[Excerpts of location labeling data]
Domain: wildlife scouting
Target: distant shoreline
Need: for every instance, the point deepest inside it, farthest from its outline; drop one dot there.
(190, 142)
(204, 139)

- _Exercise directions_
Reproduce the material above verbatim, keeping every line in its original order.

- _Response to this task_
Domain: wildlife scouting
Target: distant shoreline
Need: for every instance, the point deepest inside it, farthest from its outline; drop one dot there.
(190, 142)
(204, 139)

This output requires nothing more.